-- Provided records follows --

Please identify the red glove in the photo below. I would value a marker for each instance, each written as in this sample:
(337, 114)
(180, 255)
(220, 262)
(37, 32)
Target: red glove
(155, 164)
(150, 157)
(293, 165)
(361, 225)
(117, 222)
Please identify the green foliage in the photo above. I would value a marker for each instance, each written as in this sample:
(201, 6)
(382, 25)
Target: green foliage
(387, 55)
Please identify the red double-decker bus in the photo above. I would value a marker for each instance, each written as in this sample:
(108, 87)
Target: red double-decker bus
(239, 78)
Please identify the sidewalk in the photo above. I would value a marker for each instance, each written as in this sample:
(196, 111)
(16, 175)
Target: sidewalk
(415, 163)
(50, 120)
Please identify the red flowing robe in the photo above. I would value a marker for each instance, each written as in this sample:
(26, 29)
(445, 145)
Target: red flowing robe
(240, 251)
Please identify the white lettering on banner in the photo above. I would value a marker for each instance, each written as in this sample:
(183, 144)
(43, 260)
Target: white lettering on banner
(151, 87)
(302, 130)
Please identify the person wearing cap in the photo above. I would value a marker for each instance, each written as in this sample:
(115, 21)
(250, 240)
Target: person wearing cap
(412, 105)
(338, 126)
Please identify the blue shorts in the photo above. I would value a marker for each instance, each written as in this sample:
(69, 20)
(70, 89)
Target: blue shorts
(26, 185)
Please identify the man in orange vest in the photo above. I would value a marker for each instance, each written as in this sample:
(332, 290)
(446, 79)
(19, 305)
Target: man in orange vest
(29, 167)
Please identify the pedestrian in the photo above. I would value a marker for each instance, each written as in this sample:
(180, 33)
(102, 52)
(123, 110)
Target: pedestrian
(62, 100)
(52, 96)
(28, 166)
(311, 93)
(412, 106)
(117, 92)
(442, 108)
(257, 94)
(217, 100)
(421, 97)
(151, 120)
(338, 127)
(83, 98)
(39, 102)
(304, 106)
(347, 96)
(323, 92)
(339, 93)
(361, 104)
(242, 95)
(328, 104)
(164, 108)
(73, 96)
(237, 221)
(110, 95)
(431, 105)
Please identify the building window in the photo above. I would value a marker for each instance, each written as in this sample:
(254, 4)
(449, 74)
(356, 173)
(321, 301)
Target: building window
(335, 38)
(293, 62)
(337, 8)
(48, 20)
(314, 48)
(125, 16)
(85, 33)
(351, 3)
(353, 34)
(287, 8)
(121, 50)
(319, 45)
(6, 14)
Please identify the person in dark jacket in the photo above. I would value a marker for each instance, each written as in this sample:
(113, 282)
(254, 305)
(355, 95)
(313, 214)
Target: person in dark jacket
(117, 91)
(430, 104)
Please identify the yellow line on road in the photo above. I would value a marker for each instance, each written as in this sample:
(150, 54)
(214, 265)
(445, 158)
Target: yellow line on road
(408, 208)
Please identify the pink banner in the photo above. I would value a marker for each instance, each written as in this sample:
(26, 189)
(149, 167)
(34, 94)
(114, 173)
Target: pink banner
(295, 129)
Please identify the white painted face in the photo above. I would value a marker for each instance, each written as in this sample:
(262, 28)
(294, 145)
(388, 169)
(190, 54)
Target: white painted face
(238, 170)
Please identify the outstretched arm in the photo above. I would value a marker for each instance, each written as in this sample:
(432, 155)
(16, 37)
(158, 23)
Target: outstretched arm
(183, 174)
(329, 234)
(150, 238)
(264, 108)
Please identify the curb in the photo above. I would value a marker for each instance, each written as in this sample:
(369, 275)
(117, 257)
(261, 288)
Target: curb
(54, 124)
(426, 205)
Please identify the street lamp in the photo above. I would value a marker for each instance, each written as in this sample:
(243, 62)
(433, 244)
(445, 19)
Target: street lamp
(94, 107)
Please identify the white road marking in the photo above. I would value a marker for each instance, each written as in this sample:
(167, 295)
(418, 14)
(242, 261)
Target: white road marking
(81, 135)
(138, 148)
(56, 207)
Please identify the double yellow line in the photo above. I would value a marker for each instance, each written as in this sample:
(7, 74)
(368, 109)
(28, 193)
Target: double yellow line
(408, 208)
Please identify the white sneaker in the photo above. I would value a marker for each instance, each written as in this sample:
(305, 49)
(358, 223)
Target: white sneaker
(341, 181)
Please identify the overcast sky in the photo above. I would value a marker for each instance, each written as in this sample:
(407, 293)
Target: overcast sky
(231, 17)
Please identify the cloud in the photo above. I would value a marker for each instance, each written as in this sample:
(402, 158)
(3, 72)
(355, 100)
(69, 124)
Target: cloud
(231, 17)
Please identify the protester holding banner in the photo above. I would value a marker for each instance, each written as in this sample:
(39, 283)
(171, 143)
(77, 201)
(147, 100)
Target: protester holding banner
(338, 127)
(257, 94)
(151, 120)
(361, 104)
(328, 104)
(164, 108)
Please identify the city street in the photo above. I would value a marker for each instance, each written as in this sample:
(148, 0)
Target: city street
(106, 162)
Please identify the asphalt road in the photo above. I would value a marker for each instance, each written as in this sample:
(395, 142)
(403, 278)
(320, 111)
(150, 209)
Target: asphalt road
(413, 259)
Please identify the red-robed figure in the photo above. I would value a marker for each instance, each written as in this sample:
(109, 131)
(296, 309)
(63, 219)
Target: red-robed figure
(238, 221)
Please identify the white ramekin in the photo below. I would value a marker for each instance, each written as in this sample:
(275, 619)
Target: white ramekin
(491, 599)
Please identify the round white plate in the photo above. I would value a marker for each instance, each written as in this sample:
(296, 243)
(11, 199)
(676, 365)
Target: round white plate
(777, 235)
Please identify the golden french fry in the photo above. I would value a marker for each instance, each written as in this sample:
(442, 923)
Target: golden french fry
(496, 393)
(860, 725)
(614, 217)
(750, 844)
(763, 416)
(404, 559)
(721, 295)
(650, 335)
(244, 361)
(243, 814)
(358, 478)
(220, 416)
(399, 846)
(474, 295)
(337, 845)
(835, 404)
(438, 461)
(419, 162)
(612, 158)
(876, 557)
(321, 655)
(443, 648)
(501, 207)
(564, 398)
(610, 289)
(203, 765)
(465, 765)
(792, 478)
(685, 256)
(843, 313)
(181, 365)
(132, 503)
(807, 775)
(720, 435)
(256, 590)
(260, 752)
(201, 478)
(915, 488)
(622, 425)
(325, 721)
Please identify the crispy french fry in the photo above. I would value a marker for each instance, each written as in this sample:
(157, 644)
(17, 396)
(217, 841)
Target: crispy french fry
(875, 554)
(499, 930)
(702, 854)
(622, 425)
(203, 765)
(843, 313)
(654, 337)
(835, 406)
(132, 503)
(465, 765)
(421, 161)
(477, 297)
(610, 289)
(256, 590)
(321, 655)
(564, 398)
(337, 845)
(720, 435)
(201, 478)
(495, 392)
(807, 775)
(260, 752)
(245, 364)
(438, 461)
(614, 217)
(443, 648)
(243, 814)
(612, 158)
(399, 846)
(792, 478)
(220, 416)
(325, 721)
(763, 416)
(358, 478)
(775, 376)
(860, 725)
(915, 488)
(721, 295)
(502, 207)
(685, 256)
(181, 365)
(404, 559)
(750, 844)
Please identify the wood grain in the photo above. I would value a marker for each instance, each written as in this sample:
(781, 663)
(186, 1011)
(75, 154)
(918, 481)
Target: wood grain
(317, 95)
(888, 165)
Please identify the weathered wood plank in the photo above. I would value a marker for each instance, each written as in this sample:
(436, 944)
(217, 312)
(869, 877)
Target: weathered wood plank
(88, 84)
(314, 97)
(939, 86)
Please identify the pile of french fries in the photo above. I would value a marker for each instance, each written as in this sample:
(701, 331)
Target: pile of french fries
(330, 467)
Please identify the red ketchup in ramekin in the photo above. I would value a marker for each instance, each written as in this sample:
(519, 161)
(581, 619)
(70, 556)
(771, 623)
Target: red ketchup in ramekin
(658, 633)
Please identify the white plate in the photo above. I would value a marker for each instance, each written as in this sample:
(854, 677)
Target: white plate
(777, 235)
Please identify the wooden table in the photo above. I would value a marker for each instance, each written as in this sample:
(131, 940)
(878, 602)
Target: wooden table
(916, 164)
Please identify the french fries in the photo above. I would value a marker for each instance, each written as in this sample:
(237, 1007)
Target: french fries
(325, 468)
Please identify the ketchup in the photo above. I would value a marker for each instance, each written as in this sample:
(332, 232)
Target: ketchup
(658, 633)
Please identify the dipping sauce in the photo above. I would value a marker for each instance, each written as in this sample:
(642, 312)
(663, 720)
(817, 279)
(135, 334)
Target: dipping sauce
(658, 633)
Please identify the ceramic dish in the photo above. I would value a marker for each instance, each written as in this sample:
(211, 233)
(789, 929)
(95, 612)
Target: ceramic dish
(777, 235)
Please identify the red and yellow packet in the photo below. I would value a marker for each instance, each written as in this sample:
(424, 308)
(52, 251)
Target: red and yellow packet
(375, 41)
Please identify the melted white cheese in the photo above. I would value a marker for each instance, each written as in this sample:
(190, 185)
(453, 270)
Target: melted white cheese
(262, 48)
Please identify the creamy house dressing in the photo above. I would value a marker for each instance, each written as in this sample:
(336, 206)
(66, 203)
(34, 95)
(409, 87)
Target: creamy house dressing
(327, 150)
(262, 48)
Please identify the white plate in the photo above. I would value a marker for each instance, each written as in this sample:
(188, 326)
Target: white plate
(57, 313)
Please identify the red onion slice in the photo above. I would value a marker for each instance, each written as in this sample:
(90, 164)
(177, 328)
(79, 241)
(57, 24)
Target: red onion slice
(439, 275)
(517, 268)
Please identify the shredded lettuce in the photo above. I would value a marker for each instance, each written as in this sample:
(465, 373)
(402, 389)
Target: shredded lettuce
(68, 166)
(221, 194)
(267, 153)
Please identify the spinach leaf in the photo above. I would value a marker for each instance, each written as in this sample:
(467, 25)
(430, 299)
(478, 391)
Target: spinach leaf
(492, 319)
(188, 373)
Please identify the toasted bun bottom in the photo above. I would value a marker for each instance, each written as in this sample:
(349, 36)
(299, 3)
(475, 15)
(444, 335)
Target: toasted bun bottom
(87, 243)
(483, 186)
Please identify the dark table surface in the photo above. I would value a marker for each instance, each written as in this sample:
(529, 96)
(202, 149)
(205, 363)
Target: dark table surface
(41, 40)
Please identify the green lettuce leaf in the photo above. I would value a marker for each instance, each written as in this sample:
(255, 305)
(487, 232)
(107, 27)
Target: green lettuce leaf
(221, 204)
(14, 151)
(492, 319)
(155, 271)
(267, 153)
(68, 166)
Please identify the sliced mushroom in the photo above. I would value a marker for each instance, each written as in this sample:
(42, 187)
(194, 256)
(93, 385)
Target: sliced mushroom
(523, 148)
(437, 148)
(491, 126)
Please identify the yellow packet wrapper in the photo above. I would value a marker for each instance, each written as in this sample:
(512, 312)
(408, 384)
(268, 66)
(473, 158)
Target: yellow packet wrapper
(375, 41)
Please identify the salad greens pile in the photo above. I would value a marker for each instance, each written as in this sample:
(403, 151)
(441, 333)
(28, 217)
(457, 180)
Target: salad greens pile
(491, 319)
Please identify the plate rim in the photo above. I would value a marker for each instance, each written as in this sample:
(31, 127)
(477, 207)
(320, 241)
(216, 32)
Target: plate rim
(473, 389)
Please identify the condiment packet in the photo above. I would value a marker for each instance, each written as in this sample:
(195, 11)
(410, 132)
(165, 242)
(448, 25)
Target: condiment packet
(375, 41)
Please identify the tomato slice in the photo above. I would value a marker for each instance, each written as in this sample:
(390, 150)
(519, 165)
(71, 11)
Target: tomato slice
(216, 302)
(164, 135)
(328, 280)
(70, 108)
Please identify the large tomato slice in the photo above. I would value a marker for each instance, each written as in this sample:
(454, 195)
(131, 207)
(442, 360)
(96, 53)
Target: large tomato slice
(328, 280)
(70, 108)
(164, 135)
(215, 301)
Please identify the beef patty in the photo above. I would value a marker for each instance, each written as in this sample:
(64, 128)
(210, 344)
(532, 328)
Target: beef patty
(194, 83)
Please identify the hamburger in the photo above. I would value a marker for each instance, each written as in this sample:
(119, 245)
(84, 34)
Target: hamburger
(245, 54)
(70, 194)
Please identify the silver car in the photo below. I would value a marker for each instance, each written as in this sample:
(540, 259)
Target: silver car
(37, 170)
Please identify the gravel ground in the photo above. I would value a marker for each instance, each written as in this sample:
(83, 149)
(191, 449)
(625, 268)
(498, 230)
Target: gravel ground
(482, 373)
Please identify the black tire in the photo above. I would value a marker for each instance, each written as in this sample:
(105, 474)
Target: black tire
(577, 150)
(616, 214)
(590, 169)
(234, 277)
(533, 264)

-- Provided records concluded --

Please return every line of the records that contains the word "below".

Please identify the red glove in the photo below. I would value a marker for each instance, each written as in this sample:
Please identify the white ramekin in the photo below. I would value a marker for each instance, each written as in this sample:
Please identify the red and yellow packet in the photo below. I would value a marker for each instance, each written as in this sample:
Please identify the silver car in the photo below. I would value a marker for each instance, each written as in this sample:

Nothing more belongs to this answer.